◆ Written instruction ◆
Show each line in the entries below that contains the word "rocky", copied in full.

----- Records supplied -----

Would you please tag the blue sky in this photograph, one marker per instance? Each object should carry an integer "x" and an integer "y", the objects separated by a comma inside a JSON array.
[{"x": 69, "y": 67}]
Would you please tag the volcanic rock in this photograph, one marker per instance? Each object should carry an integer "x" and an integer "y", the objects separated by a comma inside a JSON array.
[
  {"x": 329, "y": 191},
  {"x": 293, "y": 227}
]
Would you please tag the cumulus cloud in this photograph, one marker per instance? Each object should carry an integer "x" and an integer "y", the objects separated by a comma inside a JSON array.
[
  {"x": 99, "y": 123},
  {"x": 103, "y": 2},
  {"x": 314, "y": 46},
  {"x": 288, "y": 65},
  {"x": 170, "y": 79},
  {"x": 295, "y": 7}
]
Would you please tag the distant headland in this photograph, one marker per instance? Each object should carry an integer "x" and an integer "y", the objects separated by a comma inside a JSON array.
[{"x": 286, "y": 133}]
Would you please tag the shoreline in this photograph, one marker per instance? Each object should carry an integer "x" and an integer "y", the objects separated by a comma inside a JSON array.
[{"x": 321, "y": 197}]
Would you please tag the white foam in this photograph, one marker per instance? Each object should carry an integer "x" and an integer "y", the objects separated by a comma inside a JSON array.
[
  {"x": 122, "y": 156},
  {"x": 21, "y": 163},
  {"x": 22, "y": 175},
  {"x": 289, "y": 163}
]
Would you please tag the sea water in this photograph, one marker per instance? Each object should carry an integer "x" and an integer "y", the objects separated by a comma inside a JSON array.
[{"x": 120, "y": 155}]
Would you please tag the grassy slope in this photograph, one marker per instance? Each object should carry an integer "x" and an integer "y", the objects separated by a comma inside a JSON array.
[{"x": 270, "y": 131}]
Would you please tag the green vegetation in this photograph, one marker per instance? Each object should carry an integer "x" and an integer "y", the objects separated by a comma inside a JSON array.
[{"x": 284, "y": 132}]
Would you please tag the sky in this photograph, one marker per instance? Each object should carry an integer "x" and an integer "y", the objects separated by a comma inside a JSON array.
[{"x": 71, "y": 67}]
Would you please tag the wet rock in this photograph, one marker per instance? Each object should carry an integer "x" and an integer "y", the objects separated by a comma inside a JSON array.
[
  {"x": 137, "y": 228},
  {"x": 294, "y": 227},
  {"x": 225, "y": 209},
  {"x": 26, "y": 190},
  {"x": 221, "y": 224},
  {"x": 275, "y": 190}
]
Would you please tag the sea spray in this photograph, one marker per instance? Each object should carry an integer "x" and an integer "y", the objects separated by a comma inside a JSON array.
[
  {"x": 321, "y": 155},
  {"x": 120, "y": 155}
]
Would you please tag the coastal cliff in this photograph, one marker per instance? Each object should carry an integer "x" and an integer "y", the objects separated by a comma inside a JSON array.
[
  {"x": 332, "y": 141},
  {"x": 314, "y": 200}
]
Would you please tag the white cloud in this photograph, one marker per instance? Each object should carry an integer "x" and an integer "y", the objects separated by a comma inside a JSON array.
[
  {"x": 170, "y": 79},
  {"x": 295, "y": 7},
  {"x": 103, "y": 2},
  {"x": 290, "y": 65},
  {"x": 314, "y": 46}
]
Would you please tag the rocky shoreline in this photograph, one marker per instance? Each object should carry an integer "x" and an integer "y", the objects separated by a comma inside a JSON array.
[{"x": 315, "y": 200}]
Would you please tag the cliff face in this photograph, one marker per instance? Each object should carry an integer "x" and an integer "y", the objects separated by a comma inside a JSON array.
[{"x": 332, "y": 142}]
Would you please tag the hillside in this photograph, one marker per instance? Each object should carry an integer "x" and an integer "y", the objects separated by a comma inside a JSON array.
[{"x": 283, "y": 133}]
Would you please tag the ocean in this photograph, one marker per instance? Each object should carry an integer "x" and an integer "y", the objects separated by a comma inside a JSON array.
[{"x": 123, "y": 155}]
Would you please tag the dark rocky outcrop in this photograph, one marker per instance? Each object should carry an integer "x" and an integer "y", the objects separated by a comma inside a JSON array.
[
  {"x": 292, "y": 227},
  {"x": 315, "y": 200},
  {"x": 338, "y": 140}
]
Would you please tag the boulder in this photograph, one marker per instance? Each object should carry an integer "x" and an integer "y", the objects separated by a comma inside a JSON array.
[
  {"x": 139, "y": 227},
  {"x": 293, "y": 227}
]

-----
----- Records supplied -----

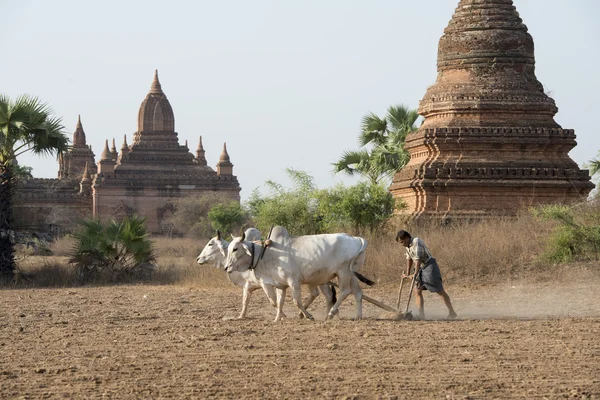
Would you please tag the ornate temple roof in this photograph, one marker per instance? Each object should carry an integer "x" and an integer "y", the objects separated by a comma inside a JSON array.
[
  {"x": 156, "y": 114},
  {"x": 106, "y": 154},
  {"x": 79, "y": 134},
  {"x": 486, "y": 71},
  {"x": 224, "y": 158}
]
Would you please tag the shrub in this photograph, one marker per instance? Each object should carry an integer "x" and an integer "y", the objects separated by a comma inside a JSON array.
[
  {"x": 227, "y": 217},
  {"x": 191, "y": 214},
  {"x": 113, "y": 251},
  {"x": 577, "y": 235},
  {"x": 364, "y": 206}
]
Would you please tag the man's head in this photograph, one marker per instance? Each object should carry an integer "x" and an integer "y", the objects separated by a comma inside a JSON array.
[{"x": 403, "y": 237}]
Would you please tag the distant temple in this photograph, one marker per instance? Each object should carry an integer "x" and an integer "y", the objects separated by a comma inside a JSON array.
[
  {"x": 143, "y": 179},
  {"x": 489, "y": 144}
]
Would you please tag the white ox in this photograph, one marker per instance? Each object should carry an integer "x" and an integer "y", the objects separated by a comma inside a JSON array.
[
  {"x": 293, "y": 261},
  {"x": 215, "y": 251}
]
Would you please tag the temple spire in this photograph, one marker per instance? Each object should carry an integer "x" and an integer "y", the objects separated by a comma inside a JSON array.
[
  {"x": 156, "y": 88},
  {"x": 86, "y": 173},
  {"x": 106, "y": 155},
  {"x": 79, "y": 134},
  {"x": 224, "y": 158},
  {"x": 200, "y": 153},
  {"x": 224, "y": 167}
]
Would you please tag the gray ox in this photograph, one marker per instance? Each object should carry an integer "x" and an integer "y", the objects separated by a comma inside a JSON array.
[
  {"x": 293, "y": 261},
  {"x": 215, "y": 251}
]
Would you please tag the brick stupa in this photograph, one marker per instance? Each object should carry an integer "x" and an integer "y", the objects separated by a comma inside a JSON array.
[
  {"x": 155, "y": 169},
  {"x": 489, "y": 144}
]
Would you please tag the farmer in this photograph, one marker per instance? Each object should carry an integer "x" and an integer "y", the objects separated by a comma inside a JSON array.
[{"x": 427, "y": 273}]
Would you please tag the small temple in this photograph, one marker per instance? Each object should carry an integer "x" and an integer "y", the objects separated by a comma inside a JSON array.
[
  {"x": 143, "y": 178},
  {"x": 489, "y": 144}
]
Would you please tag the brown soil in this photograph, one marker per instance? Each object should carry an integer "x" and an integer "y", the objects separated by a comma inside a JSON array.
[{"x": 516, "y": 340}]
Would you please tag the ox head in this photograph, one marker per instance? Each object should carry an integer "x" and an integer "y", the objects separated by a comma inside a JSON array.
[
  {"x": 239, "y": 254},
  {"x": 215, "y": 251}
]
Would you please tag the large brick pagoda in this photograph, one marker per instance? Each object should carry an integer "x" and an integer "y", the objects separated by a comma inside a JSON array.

-----
----- Records supplied -----

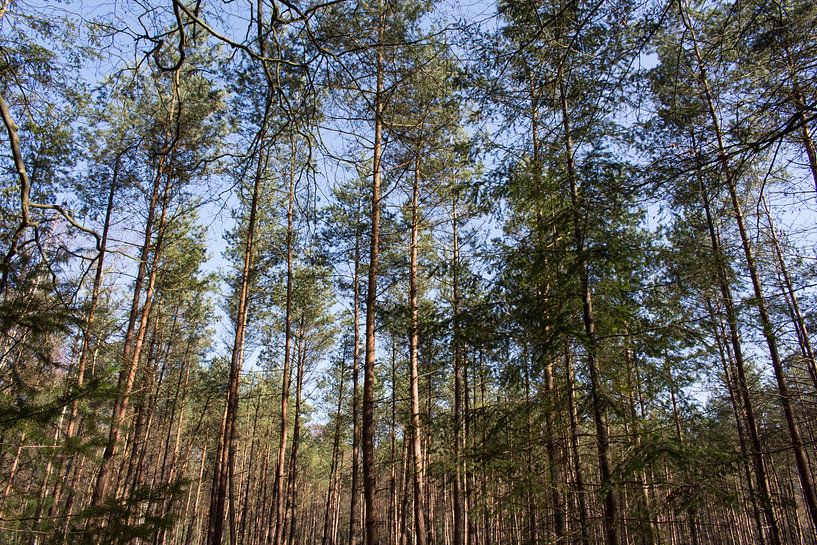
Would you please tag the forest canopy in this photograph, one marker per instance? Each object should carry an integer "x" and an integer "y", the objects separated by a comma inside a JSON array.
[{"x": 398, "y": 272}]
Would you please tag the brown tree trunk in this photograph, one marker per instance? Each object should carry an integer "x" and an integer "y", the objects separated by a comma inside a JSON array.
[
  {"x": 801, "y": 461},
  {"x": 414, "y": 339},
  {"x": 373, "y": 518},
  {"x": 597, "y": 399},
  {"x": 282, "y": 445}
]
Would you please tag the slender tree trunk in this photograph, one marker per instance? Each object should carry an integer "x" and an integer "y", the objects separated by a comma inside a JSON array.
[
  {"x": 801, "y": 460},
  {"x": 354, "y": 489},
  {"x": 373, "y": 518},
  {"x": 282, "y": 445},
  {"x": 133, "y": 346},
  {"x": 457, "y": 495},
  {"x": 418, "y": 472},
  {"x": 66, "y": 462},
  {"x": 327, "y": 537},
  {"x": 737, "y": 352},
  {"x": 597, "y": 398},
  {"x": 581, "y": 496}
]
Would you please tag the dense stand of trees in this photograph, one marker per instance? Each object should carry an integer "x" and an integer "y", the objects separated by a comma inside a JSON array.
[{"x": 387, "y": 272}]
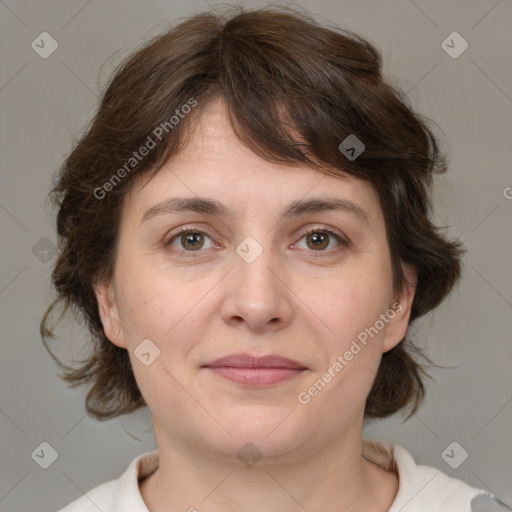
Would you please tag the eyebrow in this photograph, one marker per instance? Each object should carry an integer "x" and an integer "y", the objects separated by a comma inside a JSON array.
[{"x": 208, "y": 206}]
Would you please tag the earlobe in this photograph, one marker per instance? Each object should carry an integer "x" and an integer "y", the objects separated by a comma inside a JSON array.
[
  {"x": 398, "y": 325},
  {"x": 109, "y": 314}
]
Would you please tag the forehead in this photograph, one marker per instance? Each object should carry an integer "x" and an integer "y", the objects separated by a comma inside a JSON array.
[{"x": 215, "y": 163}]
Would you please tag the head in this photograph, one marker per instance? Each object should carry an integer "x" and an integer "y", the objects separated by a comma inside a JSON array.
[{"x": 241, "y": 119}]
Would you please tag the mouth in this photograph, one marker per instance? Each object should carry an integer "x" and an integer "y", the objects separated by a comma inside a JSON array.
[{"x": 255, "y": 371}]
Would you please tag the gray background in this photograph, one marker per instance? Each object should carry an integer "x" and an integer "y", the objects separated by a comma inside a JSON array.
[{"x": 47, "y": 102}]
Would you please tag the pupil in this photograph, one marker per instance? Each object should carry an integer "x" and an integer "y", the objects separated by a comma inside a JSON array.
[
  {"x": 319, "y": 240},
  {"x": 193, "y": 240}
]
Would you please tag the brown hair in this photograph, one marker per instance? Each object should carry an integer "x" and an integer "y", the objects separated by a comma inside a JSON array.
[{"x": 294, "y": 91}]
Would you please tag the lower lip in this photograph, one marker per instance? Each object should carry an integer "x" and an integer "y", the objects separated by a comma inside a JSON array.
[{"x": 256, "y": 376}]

-----

◆ Solution ◆
Would you please tag the rocky shoreline in this photograph, one marker per instance? Each object should carry an integer "x" and an integer "y", the objects separated by a comma inside a JSON array.
Would you please tag the dark rocky outcrop in this photograph, one marker per instance? Each object should carry an integer "x" and an integer "y", the objects separated by a comma inside a JSON array.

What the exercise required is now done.